**What the task requires:** Each line below needs to be restated word for word.

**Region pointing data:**

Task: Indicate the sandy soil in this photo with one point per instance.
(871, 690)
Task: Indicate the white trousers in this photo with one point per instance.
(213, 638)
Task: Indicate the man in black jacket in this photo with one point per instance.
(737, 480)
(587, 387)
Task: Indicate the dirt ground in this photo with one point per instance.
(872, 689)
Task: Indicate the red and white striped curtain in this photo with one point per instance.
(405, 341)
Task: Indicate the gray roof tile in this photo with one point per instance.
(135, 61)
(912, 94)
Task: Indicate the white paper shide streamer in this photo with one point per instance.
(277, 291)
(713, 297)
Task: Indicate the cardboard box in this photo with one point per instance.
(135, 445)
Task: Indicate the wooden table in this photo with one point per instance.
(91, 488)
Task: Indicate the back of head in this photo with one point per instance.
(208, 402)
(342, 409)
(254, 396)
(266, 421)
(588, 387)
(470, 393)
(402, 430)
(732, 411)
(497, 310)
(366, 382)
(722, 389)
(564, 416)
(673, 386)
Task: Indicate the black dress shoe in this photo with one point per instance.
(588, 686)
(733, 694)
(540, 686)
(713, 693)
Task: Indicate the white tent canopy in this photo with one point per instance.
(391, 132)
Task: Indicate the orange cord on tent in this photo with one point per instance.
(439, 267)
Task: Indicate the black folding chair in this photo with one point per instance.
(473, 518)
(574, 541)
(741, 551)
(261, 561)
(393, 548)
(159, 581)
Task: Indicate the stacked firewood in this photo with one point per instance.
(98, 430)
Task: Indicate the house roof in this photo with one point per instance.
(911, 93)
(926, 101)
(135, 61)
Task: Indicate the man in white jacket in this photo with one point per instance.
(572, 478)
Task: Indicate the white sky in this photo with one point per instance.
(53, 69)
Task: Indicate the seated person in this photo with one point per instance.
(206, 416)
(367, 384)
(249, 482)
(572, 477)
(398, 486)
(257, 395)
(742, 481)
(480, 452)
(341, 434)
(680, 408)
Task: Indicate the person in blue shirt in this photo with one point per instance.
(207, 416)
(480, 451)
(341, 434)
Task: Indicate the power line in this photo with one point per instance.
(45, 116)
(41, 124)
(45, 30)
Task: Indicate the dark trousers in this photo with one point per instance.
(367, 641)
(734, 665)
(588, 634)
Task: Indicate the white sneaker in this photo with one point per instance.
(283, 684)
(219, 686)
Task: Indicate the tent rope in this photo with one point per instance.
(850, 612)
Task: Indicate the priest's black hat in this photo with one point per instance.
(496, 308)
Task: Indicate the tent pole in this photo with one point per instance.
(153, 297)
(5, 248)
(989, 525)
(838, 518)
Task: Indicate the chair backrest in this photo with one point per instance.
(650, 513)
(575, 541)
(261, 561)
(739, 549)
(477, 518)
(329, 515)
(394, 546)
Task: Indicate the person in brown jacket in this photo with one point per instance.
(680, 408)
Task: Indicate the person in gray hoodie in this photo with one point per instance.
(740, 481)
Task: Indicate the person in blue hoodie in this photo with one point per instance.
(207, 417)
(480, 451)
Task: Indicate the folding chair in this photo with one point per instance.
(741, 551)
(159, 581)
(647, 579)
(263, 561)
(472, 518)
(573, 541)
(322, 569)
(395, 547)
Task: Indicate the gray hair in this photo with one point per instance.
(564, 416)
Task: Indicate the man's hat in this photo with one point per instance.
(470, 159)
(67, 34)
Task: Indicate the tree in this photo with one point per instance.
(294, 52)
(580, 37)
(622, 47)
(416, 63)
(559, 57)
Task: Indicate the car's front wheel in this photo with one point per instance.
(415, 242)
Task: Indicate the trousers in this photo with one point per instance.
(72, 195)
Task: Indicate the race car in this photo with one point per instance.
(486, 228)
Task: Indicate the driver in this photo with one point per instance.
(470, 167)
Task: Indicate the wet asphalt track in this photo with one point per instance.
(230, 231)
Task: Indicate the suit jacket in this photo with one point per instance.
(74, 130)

**Task answer:**
Task: Indicate the sandy soil in this photo with one point per instance.
(871, 690)
Task: Indicate the white trousers in this photo with one point per instance.
(213, 638)
Task: Indicate the man in black jacket in this photo with one point per instance.
(737, 480)
(587, 387)
Task: Indicate the dirt ground in this photo with one point per instance.
(872, 689)
Task: Indicate the red and white striped curtain in this photo with one point per instance.
(405, 341)
Task: Indicate the gray roof tile in this photo with one point per instance.
(135, 61)
(912, 94)
Task: Indicate the white paper shide streamer in this photo with one point per instance.
(277, 291)
(713, 297)
Task: Indicate the cardboard box in this photo with one point per instance.
(135, 445)
Task: Indicate the wooden table in this photo with one point per instance.
(91, 488)
Task: Indicate the back of head in this photo with one point per instance.
(208, 402)
(342, 409)
(254, 396)
(266, 421)
(588, 387)
(470, 393)
(402, 430)
(732, 411)
(497, 310)
(366, 382)
(722, 389)
(564, 416)
(673, 386)
Task: Indicate the black dress shoe in this photo with one point per instance.
(588, 686)
(733, 694)
(540, 686)
(713, 693)
Task: Indicate the white tent canopy in this photo with one point per instance.
(391, 132)
Task: Indicate the orange cord on tent in this photo with one point per instance.
(439, 267)
Task: Indicate the black folding chair in this photo with one point per instance.
(473, 518)
(574, 541)
(741, 551)
(261, 561)
(393, 548)
(159, 581)
Task: Indicate the stacked firewood in this photo with one point per instance.
(98, 430)
Task: Indicate the house roof in this photo with one point per instance.
(911, 93)
(926, 101)
(135, 61)
Task: Indicate the man in white jacket in this photo with one point per instance.
(572, 478)
Task: Indicate the white sky in this photo with one point per instance.
(53, 69)
Task: Indicate the seated person in this photo with one point per instance.
(206, 416)
(367, 384)
(249, 482)
(572, 477)
(398, 486)
(257, 395)
(742, 481)
(480, 452)
(341, 434)
(680, 408)
Task: Indicate the person in blue shirt in this photo with one point per instance.
(207, 416)
(480, 451)
(341, 434)
Task: Indicate the power line in this photo with one point per instance.
(45, 116)
(41, 124)
(45, 30)
Task: Indicate the dark trousers in this photo with one point per instance.
(367, 641)
(734, 665)
(588, 634)
Task: Indicate the white sneaker in this photo with one point per instance.
(283, 684)
(219, 686)
Task: Indicate the tent rope in this photo with one point per instance.
(850, 612)
Task: Indicate the priest's black hat in this photo with one point per instance.
(496, 308)
Task: Indicate the tent pole in this photo with one point per instance.
(153, 297)
(5, 248)
(989, 525)
(838, 518)
Task: Indicate the chair backrest in this photo with one point per instance.
(650, 513)
(575, 541)
(261, 561)
(739, 549)
(477, 518)
(329, 515)
(394, 546)
Task: Indicate the person in brown jacket in this photo with one point per instance.
(680, 408)
Task: Indicate the person in gray hoodie in this photo with one point per instance.
(740, 481)
Task: Indicate the person in blue hoodie in this photo with one point per instance.
(207, 417)
(480, 451)
Task: Indicate the folding chair in this photo with one point per instance.
(741, 551)
(159, 581)
(647, 579)
(263, 561)
(472, 518)
(573, 541)
(322, 569)
(395, 547)
Task: Indicate the gray hair in this photo with one point per instance.
(564, 416)
Task: Indicate the man's hat in this photo with one point per instance.
(470, 159)
(67, 34)
Task: Indicate the tree in this photo with one point per instance.
(294, 52)
(580, 37)
(622, 47)
(416, 63)
(559, 57)
Task: Indicate the car's front wheel in this photo with one point per instance.
(415, 242)
Task: Indicate the trousers in this photo with one point per instance.
(72, 195)
Task: Indicate the race car in this photo with one point per instance.
(486, 228)
Task: Indicate the driver in this photo with one point per instance.
(470, 167)
Task: Indicate the wet asphalt track in this photo with one point per instance.
(230, 231)
Task: Indicate the suit jacket in this photo with one point per instance.
(74, 130)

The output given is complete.